DIRECTIONS: Copy out every line in the listing below that contains the string "skirt", each line in full and in its original order.

SUPPLIED ENTRIES:
+-------+

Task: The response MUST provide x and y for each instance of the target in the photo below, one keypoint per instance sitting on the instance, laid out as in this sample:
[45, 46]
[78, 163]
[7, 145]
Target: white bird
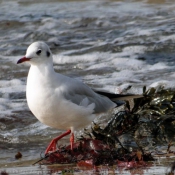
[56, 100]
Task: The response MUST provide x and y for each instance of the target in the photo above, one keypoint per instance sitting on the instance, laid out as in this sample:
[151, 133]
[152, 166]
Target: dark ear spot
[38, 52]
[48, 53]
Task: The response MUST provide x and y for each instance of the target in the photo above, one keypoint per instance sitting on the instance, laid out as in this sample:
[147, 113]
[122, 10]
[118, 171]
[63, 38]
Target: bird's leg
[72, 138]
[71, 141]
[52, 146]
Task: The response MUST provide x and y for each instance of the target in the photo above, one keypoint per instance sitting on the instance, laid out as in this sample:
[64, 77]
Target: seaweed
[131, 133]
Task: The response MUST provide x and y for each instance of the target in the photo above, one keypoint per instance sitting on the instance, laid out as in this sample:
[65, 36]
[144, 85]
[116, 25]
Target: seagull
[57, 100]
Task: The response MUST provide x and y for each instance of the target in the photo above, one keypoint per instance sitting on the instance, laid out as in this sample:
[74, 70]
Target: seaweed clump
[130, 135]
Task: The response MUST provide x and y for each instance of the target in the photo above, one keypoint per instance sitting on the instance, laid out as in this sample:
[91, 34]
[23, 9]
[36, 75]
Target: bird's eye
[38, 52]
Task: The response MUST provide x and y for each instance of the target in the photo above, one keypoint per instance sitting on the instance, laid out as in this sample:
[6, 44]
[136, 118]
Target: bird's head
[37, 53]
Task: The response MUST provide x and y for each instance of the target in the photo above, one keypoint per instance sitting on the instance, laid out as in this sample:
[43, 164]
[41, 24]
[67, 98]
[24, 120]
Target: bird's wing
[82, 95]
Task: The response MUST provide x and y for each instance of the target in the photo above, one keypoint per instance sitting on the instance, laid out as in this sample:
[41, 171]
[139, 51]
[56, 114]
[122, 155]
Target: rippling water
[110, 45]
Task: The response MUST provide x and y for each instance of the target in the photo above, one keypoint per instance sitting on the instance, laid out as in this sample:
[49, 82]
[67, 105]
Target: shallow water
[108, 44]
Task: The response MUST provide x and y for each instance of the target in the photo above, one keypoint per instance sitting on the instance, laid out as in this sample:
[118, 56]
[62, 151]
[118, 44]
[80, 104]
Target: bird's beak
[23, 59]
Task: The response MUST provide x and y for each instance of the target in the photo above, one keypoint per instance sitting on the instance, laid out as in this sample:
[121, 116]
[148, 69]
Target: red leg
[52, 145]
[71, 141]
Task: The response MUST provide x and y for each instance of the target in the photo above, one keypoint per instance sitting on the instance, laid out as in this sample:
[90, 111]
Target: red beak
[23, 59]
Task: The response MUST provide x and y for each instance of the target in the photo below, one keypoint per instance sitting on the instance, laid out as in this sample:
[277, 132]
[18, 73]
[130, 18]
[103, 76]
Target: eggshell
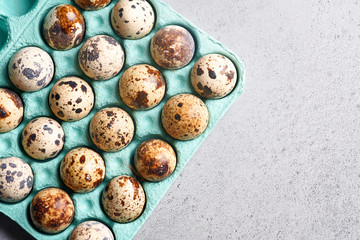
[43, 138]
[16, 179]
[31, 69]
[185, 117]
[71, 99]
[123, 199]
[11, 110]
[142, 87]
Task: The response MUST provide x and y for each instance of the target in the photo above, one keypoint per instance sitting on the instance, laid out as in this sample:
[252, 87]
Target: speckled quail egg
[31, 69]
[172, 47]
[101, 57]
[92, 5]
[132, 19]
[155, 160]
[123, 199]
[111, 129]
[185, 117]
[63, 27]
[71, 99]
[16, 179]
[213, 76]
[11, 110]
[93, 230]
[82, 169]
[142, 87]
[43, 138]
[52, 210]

+-------+

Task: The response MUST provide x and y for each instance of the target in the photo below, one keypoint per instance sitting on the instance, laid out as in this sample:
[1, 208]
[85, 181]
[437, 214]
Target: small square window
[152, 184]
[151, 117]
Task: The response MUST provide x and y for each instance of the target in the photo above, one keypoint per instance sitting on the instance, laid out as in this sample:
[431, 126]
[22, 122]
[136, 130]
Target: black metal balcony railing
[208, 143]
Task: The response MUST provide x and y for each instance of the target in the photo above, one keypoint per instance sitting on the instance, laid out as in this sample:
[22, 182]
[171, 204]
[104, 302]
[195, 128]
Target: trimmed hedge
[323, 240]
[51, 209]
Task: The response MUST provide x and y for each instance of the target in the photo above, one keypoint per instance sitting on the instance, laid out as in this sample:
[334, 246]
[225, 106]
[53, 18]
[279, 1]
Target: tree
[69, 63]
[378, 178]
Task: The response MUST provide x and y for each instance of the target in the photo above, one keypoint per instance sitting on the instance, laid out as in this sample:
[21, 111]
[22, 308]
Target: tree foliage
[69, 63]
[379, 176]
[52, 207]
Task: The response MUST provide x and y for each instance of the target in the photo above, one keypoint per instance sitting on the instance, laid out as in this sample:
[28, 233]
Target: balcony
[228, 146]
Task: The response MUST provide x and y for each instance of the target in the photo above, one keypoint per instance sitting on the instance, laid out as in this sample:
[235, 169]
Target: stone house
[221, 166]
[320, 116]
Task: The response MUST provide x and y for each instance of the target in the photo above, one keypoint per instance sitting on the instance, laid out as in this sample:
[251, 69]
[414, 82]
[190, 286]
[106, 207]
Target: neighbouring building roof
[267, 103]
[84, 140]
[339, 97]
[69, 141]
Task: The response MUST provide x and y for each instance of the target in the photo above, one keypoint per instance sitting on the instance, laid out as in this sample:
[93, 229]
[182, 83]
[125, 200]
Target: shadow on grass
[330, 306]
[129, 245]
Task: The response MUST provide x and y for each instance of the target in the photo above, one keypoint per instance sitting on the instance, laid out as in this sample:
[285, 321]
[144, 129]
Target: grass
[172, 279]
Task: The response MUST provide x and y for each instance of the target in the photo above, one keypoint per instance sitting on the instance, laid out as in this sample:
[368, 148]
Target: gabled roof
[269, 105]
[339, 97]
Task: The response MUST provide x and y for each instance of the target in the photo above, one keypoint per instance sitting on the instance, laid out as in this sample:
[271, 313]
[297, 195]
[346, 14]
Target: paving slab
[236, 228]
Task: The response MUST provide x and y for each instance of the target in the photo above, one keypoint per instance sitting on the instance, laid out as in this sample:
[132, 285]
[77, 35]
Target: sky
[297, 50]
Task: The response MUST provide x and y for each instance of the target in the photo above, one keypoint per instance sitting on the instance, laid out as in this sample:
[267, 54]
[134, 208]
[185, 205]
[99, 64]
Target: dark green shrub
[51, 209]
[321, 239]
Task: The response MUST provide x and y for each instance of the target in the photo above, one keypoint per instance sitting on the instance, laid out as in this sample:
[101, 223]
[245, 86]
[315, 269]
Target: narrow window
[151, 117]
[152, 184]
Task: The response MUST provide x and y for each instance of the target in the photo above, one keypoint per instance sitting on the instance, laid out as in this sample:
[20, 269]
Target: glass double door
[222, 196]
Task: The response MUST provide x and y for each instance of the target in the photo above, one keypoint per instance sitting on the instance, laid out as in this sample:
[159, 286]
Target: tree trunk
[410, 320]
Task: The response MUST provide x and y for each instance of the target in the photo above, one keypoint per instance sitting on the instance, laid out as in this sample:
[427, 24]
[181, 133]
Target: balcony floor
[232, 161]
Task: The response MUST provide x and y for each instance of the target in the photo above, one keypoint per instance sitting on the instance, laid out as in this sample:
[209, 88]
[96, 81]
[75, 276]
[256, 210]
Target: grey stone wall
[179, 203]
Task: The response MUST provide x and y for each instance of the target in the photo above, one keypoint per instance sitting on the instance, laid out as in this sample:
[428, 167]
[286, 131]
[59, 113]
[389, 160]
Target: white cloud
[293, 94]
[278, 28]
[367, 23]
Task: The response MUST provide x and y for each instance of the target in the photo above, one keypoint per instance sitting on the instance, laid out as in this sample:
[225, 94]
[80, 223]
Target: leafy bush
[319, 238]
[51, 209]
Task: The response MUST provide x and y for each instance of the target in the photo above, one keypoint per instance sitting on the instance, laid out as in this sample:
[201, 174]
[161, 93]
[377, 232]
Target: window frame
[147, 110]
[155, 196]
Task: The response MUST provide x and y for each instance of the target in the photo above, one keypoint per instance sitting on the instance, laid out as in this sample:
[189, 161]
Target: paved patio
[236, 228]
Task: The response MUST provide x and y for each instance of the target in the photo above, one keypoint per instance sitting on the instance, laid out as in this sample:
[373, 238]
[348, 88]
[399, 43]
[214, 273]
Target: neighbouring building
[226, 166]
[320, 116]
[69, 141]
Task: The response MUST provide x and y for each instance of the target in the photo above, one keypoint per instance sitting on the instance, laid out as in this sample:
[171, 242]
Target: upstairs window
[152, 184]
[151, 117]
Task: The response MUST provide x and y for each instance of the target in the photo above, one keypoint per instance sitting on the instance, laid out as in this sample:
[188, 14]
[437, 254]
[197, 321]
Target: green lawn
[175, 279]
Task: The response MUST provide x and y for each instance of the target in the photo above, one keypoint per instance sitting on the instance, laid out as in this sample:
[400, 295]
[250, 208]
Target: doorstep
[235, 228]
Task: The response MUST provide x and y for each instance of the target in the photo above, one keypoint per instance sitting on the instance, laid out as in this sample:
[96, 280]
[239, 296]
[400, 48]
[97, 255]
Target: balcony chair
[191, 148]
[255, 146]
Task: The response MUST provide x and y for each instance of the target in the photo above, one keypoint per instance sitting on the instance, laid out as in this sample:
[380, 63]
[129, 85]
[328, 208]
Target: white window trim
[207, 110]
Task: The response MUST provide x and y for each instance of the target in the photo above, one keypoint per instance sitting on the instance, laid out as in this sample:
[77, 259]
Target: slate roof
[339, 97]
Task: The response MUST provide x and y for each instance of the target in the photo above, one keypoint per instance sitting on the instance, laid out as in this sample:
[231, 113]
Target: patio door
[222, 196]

+-------+

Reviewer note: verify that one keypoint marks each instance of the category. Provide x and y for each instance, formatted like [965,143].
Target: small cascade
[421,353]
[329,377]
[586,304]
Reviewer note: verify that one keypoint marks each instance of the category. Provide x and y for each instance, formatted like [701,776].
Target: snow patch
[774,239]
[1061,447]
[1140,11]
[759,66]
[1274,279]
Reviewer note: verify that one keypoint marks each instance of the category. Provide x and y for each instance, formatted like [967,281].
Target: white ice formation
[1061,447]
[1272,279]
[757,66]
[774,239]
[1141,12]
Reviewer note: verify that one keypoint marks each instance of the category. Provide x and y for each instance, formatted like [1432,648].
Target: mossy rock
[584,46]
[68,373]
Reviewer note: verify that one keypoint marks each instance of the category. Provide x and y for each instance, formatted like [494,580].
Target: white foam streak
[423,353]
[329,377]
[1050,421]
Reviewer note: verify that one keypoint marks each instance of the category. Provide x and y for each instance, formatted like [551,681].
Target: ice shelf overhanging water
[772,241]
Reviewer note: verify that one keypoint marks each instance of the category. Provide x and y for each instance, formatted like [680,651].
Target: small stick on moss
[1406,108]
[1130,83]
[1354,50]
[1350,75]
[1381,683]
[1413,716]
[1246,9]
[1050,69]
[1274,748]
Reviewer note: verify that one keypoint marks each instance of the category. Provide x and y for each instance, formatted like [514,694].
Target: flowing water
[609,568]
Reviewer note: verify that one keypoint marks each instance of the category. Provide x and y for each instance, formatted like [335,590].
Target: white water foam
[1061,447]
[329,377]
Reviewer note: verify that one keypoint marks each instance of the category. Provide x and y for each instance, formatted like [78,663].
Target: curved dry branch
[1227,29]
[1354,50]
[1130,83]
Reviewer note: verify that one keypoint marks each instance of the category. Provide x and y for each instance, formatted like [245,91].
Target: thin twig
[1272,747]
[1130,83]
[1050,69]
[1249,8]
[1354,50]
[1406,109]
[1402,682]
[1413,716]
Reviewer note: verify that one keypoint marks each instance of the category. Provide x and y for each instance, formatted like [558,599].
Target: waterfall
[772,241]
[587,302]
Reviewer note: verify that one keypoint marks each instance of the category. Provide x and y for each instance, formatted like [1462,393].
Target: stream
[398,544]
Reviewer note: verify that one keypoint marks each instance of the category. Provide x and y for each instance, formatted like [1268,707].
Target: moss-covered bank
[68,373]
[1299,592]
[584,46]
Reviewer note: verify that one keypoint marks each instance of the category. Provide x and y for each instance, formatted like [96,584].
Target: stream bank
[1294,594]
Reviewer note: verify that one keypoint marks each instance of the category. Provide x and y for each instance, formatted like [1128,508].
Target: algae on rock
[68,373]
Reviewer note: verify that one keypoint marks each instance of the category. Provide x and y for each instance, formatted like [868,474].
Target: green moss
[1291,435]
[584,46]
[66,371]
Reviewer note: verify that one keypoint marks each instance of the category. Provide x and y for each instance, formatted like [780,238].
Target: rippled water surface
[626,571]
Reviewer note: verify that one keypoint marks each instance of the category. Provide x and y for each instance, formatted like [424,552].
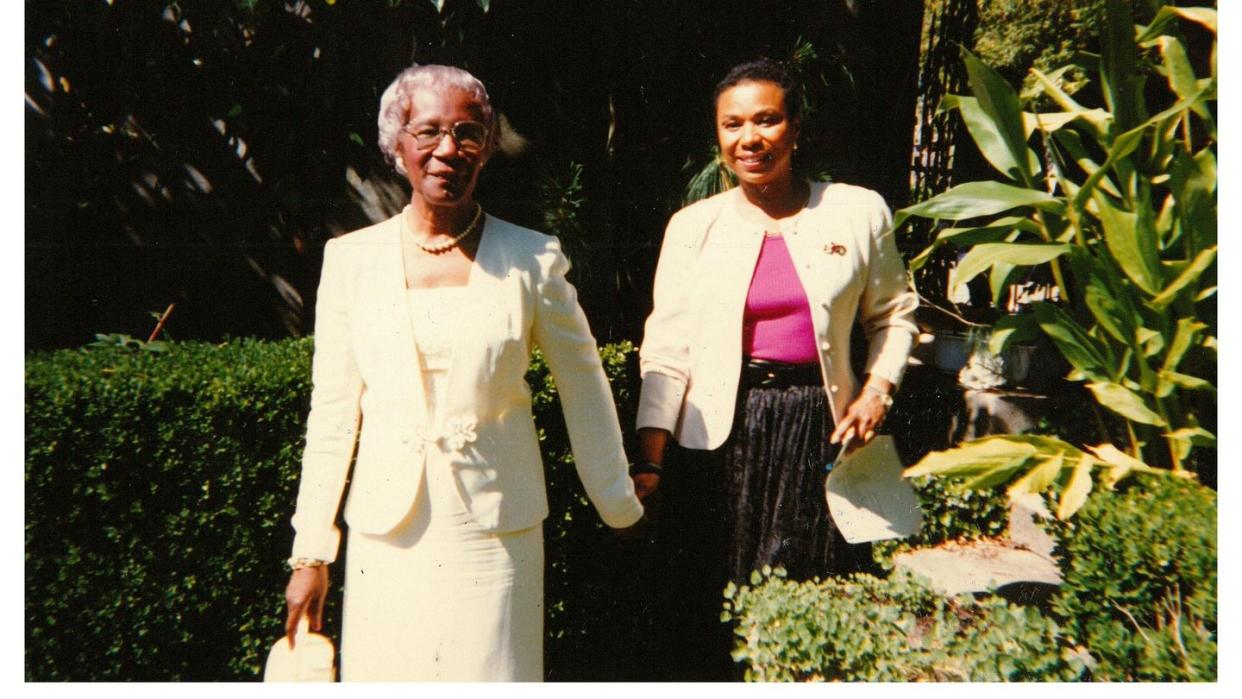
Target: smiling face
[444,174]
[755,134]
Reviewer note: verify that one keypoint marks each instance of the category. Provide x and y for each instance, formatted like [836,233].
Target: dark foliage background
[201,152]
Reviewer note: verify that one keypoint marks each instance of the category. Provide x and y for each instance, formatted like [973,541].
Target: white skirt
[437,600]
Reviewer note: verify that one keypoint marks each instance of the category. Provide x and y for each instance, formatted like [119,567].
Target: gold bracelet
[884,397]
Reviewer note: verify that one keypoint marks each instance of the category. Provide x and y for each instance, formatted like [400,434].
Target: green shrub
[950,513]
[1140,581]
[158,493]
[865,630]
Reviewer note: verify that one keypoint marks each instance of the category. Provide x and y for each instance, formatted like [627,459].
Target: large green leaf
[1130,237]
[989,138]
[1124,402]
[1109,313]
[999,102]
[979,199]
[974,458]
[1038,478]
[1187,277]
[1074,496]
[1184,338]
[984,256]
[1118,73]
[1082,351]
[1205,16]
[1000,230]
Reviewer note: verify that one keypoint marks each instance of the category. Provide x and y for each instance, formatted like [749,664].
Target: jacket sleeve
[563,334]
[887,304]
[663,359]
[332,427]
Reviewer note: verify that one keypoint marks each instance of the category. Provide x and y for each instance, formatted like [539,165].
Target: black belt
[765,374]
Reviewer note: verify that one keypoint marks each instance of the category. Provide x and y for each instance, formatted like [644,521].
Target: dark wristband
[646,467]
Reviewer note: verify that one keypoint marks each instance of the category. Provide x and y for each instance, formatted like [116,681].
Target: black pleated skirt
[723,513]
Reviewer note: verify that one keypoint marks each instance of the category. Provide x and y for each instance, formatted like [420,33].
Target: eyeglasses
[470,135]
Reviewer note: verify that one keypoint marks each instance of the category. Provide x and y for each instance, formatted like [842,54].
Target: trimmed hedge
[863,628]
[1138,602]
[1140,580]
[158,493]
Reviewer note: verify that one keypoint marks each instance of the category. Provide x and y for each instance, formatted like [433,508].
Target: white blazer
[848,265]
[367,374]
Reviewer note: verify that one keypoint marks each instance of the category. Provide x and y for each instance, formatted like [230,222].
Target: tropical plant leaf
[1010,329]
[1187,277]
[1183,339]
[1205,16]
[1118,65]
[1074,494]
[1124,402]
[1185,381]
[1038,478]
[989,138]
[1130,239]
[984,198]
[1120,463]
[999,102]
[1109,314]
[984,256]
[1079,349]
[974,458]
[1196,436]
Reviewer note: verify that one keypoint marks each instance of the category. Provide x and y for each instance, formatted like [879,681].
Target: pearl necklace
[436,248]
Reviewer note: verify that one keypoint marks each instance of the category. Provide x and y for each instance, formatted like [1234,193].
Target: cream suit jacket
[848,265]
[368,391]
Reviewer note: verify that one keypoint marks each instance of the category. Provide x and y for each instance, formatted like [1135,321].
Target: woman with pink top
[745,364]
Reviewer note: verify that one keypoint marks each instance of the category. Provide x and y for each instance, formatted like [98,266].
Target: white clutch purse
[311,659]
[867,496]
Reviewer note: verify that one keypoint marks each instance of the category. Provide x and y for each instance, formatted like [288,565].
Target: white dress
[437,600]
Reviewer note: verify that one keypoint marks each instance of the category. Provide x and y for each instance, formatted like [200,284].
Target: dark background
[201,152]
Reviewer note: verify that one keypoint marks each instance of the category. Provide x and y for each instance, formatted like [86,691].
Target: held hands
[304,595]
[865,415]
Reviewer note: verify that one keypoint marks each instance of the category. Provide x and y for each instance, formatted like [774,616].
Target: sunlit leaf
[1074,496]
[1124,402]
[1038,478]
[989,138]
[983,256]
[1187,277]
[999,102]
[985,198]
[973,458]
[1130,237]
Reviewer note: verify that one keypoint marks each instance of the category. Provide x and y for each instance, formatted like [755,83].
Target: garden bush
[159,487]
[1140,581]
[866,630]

+-------+

EXPECTED ANSWER:
Target: white skirt
Target: black pleated skirt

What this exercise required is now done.